Task details - Retype the passage from the article about the South Beach rabbi, from "The man keeps" up to and including "the Ghiradelli store.".
--- begin Selected passage ---
Rabbi Takes Ministry to Streets of South Beach

Miami Herald

[L to R] rabbi in training Avremi Toron, rabbi Zev Katz and rabbi in training Berel Vogel pose for the picture in the front of synagogue on wheels, the RV fitted for the prayer on Sunday, July 17, 2011 on Lincoln road in Miami Beach

MIAMI, FL — Sharing his faith on the streets of South Beach with an RV ministry, Rabbi Rev Katz says he is devoted to helping lost Jews find their way back to God.

It’s 5:30 p.m., and Rabbi Zev Katz is pacing back and forth between the Apple Store and a pan flute demonstration on Lincoln Road. Sweat is dripping from his yarmulke. He pauses to wipe his forehead. Then he approaches a passing stranger. “Sir, are you a Jew?”

The man keeps on walking. “He’s running away. We get a lot of those,” the rabbi says with a twinge of a Brooklyn accent.

If the man had said yes, Katz would have invited him onto the Mitzvah Tank, an RV with orange and green detailing that he has converted into a synagogue. Inside it has a shelf of Jewish literature, two beige couches and, what Katz considers the greatest enticement of all: air conditioning. It is parked across the street from the Ghiradelli store.
--- end Selected passage ---
--- begin Given data ---
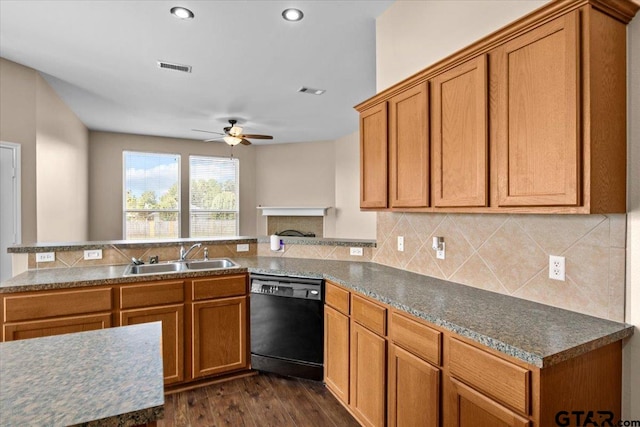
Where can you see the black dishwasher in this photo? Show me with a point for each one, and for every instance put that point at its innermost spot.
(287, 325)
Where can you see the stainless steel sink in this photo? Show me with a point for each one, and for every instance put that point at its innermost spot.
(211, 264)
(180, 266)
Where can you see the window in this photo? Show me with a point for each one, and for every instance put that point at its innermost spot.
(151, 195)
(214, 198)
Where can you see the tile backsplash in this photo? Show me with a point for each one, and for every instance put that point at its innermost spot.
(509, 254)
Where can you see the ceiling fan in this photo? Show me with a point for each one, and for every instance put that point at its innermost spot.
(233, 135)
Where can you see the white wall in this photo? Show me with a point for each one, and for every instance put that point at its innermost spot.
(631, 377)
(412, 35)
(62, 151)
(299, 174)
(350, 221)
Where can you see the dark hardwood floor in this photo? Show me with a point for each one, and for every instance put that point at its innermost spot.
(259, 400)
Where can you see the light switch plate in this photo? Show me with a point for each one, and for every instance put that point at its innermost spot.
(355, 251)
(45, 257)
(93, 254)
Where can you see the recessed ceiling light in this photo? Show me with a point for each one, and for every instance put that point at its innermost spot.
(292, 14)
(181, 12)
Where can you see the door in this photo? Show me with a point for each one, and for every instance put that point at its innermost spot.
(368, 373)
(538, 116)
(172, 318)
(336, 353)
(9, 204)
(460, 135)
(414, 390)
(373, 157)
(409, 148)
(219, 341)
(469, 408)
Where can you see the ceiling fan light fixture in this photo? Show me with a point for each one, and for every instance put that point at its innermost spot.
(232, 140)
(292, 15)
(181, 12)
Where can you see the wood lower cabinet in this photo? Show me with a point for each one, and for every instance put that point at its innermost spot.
--- end Given data ---
--- begin Given data ---
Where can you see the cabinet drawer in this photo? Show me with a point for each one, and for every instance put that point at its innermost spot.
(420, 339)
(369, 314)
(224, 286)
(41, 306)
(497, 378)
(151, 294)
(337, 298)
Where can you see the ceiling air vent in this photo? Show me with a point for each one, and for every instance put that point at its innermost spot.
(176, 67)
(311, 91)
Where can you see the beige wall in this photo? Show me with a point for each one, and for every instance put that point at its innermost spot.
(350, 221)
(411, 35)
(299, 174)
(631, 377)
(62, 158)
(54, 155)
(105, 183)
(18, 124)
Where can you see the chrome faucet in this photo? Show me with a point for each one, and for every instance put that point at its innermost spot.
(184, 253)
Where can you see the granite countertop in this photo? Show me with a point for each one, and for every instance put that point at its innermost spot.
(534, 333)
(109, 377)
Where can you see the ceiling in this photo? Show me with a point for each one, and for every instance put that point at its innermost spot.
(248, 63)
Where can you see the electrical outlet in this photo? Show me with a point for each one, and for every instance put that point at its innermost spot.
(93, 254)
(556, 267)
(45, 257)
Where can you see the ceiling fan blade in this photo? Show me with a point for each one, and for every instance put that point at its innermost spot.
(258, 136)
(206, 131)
--- end Given data ---
Written response -
The man keeps on walking. “He’s running away. We get a lot of those,” the rabbi says with a twinge of a Brooklyn accent.

If the man had said yes, Katz would have invited him onto the Mitzvah Tank, an RV with orange and green detailing that he has converted into a synagogue. Inside it has a shelf of Jewish literature, two beige couches and, what Katz considers the greatest enticement of all: air conditioning. It is parked across the street from the Ghiradelli store.